§ **Work item**:
Report each line of the material below where the word "spectator" can be found.

┏━━

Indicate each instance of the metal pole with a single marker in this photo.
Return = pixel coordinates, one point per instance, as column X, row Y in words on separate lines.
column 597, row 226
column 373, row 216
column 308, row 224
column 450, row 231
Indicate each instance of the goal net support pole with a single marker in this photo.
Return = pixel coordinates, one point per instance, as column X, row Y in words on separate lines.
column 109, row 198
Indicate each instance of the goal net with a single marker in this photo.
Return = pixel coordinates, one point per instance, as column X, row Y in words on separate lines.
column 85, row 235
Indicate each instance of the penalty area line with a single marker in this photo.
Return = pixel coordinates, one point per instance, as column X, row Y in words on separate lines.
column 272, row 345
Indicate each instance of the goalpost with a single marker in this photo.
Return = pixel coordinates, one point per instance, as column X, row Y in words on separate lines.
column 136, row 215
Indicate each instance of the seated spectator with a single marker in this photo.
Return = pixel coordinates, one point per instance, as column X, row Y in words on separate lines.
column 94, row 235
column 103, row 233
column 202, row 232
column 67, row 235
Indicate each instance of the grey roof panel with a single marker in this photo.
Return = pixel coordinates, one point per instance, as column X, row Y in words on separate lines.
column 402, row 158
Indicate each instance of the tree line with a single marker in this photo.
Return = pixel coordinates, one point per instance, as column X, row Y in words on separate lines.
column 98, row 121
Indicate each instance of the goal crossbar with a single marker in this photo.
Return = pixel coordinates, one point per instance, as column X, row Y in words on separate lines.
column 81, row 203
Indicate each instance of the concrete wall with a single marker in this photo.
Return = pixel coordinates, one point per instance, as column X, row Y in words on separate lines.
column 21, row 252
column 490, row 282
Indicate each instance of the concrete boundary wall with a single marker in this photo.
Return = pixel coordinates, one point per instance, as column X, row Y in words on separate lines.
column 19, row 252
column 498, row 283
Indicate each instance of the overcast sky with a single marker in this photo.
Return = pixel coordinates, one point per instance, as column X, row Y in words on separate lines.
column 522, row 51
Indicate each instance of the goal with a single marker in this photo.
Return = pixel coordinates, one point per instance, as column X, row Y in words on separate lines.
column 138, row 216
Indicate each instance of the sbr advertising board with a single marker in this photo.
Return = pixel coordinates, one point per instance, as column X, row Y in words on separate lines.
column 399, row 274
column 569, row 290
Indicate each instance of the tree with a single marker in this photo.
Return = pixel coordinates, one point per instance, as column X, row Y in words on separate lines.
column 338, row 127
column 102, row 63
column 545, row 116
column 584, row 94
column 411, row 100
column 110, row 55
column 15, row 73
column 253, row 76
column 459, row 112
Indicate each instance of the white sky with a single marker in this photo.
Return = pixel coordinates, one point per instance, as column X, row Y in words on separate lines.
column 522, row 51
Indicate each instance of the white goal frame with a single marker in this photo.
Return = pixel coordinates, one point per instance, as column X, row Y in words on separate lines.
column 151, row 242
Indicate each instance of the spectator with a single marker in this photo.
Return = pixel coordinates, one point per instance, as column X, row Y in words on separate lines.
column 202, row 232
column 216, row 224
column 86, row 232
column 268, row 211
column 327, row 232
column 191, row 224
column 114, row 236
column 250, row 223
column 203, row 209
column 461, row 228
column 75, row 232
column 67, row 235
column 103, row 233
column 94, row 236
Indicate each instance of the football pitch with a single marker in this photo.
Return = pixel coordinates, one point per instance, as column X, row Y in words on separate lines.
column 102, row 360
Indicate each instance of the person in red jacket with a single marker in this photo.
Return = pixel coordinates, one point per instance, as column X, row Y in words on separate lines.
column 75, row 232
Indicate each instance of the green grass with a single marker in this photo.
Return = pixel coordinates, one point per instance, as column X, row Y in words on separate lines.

┗━━

§ **Output of the exercise**:
Indicate each instance of the seated spectator with a single marker in this photo.
Indicate each instance of the spectator with a single marker in this photo.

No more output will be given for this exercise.